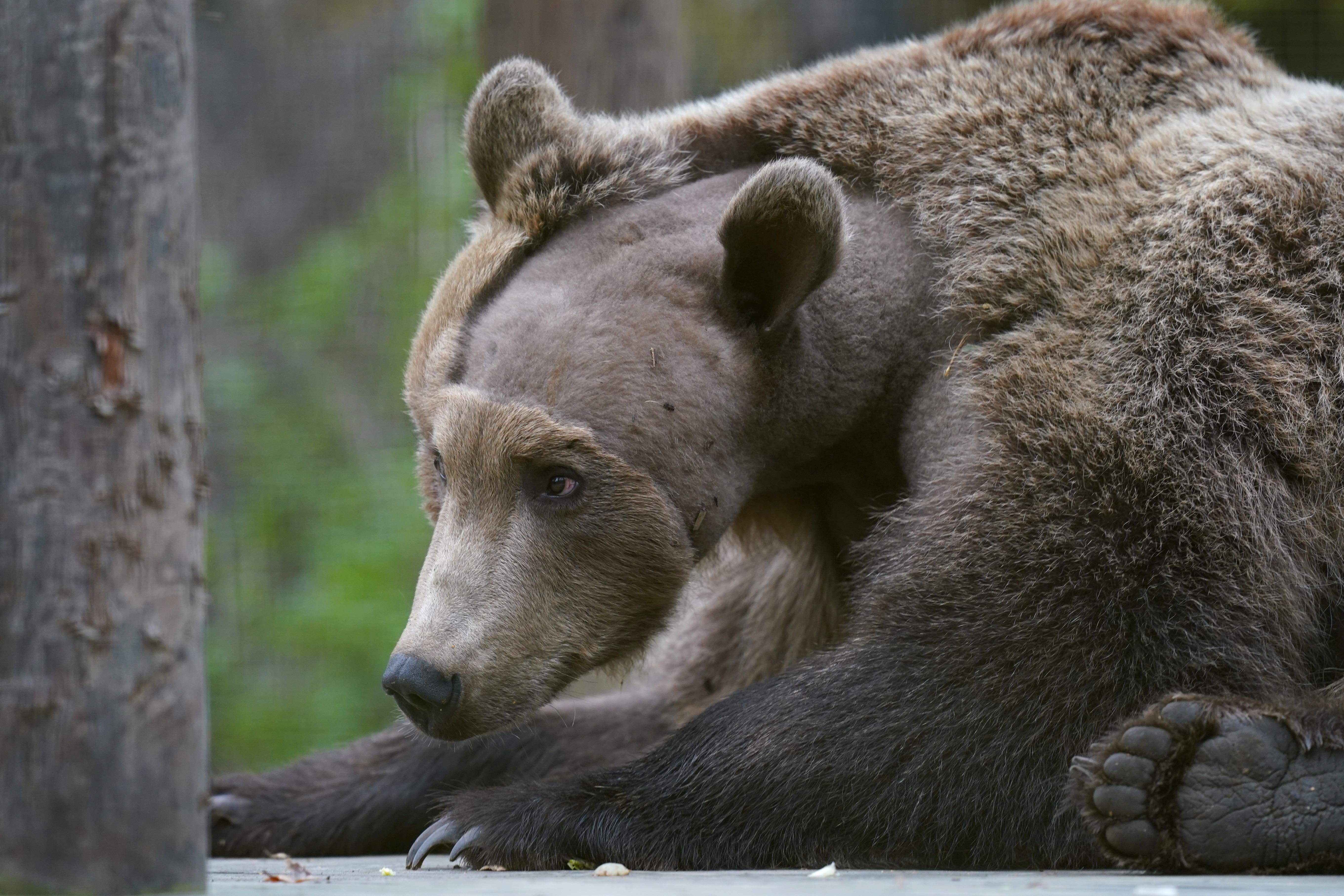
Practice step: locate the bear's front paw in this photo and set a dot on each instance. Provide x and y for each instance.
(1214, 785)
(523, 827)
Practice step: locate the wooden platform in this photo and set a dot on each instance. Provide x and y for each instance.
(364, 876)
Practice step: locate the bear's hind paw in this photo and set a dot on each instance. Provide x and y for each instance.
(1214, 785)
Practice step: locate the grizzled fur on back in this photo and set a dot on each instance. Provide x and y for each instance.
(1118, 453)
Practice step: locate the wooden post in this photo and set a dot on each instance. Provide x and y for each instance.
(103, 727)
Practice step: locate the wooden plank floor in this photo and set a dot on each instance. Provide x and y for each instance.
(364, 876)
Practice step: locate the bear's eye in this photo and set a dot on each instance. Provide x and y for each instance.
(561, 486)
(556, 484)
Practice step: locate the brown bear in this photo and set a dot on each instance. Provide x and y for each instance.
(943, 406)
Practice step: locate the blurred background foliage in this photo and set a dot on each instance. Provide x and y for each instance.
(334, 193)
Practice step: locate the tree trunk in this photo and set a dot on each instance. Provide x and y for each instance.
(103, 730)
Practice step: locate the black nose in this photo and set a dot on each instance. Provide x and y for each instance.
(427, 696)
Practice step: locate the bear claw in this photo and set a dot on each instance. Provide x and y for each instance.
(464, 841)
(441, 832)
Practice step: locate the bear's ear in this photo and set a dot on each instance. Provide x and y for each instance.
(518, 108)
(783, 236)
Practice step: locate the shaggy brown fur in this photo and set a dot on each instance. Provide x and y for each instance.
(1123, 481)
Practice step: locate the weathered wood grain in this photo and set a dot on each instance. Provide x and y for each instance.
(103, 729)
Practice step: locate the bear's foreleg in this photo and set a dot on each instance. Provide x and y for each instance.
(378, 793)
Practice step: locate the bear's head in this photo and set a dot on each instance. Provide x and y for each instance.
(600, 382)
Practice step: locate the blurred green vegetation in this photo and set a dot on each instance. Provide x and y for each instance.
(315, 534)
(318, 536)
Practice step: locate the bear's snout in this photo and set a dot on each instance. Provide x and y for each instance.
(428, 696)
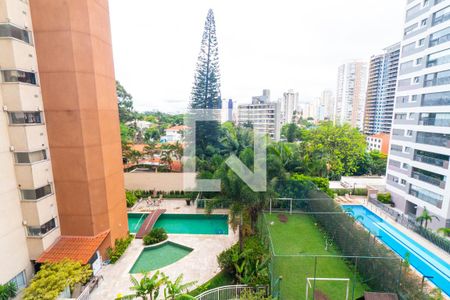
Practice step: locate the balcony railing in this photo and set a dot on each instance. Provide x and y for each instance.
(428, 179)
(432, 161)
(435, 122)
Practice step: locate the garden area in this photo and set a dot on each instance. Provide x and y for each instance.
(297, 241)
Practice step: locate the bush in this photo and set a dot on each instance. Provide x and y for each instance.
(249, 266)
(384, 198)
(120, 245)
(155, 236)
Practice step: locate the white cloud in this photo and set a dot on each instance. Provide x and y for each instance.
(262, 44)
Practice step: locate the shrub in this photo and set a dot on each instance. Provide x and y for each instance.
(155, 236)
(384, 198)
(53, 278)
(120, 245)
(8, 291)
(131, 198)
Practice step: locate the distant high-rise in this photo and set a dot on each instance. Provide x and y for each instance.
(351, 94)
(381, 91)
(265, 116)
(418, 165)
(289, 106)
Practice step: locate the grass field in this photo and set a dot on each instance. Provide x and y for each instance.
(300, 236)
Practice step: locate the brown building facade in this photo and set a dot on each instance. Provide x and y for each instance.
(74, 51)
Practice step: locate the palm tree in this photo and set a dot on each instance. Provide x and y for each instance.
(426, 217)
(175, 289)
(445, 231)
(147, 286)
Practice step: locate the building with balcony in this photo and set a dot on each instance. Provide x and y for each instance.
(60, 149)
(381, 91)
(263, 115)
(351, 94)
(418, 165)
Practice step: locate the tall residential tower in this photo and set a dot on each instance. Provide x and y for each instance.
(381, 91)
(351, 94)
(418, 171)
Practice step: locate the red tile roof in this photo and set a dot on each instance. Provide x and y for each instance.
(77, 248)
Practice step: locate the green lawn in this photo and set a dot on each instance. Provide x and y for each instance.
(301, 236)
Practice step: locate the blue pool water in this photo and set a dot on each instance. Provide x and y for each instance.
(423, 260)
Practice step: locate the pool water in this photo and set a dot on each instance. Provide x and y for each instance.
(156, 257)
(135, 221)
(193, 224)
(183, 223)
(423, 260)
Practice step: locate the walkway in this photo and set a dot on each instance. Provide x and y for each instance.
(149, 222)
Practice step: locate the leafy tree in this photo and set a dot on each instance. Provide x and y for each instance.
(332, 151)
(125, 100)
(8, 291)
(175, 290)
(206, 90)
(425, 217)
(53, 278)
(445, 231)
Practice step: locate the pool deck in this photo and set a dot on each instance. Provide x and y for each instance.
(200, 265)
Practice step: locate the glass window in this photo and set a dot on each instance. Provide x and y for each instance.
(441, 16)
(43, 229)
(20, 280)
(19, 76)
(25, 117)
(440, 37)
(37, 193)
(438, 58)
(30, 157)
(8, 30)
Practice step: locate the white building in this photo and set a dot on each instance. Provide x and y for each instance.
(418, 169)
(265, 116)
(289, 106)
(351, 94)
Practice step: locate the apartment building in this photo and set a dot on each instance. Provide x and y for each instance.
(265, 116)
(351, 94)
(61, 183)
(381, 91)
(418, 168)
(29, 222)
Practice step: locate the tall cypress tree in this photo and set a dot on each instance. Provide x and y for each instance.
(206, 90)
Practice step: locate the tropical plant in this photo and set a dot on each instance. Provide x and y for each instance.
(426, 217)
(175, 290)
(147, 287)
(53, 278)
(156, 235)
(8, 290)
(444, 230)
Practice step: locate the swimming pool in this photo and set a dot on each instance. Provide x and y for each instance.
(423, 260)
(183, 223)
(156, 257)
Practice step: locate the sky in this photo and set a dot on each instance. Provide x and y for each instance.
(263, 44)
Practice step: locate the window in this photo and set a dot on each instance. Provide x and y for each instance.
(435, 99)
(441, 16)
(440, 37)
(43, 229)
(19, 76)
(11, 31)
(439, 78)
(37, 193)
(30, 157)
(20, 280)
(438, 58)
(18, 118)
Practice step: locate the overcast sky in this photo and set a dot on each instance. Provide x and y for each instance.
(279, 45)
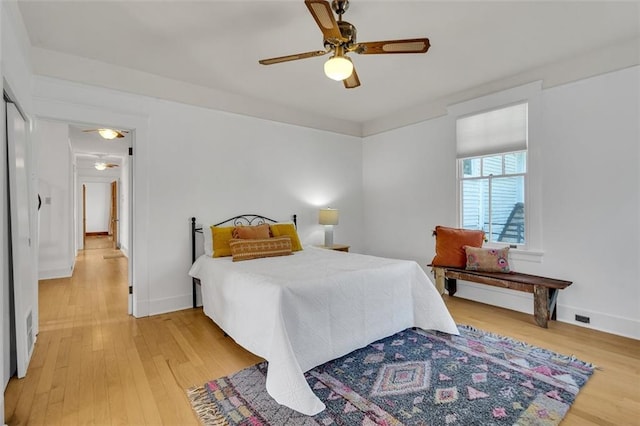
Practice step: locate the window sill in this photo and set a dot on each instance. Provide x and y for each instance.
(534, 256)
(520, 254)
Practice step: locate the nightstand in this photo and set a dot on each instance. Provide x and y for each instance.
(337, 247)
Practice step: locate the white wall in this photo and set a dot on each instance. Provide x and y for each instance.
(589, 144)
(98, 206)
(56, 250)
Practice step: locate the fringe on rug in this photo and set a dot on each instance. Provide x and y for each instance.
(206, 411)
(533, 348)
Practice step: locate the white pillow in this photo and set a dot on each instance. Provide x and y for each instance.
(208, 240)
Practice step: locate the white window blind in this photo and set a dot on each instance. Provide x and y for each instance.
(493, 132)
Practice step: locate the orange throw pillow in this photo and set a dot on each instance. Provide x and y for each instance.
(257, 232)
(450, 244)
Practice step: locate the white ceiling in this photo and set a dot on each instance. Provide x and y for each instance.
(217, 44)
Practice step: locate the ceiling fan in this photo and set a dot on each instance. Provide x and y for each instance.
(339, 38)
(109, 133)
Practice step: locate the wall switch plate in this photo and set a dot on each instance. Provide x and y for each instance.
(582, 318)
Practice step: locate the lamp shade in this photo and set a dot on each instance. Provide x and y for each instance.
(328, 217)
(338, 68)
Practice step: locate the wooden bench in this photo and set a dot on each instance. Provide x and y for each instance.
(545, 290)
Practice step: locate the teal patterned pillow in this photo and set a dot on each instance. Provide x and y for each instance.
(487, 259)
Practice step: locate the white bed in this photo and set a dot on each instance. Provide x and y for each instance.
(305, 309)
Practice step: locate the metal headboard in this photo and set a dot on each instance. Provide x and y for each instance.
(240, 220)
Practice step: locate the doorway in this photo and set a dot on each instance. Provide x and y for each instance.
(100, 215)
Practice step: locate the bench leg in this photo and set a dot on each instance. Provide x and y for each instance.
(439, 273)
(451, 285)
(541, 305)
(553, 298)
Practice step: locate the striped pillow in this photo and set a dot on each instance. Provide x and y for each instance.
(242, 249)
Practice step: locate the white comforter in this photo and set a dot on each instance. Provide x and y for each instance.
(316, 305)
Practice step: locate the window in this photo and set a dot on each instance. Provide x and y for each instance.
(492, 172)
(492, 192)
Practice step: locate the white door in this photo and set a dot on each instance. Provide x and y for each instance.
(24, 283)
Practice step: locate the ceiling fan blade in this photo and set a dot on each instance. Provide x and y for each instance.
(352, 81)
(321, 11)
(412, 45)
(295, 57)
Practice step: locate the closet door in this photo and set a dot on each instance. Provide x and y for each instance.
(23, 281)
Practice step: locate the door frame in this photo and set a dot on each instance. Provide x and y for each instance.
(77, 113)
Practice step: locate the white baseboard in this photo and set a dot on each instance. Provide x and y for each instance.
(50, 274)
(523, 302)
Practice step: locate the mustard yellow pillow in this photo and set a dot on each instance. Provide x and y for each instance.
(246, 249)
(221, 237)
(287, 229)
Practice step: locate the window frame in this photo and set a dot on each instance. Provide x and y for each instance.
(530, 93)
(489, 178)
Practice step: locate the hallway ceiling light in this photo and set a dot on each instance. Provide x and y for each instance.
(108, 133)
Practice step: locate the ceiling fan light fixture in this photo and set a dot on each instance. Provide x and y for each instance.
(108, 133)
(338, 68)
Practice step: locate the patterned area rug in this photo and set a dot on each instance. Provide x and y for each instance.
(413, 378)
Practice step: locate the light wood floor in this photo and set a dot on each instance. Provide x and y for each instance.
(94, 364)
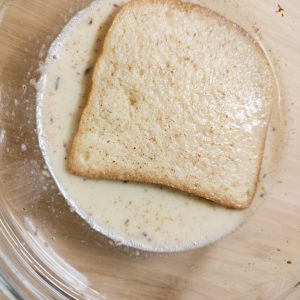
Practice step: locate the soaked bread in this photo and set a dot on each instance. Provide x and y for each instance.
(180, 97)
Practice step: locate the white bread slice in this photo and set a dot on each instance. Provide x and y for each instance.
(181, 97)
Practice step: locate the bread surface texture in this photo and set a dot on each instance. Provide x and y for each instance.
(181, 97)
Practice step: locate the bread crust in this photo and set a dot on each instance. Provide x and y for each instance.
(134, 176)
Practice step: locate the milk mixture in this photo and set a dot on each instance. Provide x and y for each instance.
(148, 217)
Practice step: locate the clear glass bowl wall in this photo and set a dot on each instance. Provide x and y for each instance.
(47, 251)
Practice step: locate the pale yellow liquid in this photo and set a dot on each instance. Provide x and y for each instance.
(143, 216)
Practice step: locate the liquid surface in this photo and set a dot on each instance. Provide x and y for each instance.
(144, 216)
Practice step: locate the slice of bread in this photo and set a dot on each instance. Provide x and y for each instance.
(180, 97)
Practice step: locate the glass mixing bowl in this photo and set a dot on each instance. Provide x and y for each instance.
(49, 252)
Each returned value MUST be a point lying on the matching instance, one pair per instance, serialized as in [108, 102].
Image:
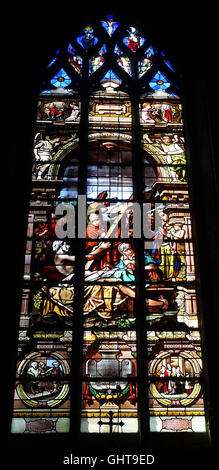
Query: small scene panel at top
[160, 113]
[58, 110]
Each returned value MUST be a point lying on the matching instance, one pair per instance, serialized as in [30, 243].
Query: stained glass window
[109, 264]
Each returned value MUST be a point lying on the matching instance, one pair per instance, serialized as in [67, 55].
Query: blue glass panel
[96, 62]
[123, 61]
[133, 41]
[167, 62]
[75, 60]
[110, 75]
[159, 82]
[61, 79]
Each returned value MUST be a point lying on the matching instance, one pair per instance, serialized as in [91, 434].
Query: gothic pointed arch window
■ ■ ■ ■ ■
## Aim of the task
Starting at the line that contains "in [30, 243].", print every line through the end of the listing, word for word. Leave out all the rest.

## Result for this task
Each returned value MUST be a point lying on the matching instance, one pair per instance, serialized as in [30, 243].
Query: stained glass window
[109, 264]
Each returned value MUST be a point lying on the matching instance, one pair per instance, serialized as in [67, 55].
Query: blue glass panel
[96, 62]
[123, 61]
[133, 41]
[167, 62]
[75, 60]
[110, 75]
[159, 82]
[61, 79]
Each returned value MUST be a point lying on the matching instance, one pair per instance, serialized as in [91, 434].
Query: gothic pointed arch window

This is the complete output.